[Dataset entries]

= = = =

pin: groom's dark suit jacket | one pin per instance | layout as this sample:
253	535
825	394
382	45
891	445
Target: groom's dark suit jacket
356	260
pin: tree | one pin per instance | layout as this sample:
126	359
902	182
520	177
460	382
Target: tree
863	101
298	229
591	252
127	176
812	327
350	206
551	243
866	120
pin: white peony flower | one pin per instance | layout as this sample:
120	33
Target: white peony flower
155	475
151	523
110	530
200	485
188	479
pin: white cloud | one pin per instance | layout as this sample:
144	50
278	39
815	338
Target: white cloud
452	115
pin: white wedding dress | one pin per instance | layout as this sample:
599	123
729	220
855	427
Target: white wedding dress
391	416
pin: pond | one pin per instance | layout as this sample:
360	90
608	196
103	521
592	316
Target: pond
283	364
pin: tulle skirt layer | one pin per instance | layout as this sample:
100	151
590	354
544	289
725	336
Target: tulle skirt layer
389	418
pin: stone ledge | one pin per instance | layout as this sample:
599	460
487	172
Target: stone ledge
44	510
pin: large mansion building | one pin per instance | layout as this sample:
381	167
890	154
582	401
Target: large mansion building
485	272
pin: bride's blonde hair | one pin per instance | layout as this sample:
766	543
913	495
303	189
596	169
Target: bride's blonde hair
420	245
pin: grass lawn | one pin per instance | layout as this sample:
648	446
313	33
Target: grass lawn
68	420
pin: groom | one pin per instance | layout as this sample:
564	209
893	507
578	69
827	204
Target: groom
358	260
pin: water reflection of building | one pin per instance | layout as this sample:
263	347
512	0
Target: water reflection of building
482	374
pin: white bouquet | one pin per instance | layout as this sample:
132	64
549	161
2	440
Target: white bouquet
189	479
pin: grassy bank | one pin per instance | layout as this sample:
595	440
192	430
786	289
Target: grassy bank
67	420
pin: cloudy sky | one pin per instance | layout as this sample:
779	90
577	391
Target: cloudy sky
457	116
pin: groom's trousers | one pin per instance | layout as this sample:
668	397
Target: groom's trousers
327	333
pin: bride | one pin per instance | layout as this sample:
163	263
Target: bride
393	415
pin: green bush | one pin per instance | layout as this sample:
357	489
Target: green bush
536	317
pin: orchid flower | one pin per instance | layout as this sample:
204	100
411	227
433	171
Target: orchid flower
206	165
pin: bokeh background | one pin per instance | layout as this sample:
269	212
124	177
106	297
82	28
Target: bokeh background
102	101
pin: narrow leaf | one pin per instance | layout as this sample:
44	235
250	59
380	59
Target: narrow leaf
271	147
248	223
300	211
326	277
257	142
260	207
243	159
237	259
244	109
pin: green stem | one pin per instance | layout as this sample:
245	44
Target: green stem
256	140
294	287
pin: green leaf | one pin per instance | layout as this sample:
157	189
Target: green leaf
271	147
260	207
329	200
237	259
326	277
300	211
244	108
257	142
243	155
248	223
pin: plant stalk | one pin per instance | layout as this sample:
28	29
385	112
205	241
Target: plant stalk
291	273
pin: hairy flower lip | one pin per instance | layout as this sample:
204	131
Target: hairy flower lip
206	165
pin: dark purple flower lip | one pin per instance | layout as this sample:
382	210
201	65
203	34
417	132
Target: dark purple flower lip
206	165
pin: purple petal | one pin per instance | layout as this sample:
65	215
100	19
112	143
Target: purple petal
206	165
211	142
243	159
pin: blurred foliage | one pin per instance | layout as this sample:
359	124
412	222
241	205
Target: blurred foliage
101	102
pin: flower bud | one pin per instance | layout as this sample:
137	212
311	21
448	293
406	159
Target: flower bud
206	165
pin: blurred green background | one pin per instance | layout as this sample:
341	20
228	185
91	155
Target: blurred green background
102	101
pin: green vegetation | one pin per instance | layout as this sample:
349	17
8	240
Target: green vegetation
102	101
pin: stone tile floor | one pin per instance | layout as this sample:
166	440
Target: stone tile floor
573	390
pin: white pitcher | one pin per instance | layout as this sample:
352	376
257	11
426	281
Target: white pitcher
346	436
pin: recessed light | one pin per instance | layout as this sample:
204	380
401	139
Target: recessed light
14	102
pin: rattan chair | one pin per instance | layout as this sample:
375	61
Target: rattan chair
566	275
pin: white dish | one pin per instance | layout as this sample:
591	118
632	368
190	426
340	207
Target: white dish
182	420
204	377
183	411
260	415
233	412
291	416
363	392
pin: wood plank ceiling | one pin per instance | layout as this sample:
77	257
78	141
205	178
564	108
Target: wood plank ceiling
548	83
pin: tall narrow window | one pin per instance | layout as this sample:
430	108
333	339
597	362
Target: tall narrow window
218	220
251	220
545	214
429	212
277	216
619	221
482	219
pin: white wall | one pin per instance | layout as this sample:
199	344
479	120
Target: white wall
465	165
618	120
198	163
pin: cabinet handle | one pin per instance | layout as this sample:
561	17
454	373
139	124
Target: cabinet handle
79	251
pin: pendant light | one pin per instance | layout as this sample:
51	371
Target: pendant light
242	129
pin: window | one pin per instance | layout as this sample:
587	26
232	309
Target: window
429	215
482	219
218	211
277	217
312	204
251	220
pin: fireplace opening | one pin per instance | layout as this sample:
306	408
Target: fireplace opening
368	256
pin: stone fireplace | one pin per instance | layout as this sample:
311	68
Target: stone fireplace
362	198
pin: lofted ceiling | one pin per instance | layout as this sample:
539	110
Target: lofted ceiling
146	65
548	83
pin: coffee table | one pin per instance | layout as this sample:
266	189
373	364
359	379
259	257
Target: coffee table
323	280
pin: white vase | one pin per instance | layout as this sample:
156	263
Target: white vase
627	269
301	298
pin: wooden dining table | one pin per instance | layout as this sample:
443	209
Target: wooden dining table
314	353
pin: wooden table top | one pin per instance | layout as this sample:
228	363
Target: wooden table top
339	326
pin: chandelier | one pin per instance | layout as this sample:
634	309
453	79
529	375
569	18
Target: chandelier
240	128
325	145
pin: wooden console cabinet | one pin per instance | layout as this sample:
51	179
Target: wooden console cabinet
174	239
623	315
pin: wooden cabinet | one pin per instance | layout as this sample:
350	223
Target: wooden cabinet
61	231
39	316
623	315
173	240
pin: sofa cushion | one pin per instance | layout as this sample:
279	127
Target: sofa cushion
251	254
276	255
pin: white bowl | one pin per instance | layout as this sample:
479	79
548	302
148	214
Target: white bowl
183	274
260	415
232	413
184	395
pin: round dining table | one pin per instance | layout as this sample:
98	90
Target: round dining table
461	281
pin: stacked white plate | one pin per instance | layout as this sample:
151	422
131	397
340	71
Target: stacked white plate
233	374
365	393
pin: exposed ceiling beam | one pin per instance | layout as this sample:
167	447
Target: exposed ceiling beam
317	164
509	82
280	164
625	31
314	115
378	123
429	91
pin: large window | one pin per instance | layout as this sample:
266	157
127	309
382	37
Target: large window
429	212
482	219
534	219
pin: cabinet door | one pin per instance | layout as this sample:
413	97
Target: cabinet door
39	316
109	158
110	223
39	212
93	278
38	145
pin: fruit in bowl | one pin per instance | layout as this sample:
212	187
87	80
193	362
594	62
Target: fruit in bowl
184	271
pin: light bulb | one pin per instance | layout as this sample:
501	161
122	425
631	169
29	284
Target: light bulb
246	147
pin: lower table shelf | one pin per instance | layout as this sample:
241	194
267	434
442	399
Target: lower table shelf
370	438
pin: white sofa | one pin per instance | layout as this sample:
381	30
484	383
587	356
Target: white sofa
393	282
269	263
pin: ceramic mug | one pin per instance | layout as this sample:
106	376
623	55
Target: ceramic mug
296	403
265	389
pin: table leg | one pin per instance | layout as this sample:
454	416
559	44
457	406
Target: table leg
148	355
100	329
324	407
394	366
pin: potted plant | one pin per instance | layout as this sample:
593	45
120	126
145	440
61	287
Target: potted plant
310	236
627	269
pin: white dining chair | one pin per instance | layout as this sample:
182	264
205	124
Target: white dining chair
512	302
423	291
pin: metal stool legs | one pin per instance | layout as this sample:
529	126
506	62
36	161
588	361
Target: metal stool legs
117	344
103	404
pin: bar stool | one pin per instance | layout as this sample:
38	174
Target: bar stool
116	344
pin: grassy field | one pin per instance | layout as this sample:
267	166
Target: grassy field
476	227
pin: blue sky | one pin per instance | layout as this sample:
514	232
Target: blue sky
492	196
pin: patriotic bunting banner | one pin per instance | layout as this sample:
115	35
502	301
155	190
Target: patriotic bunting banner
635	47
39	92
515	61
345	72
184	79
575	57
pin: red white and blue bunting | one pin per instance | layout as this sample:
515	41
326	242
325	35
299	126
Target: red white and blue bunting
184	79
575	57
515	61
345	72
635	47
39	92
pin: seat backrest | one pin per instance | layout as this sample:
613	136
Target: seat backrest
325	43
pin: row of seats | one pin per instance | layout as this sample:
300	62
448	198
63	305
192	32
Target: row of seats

= = = =

Determine how many lines of the records above contain the word "seats", and report only that number.

§ **Exercise solution**:
2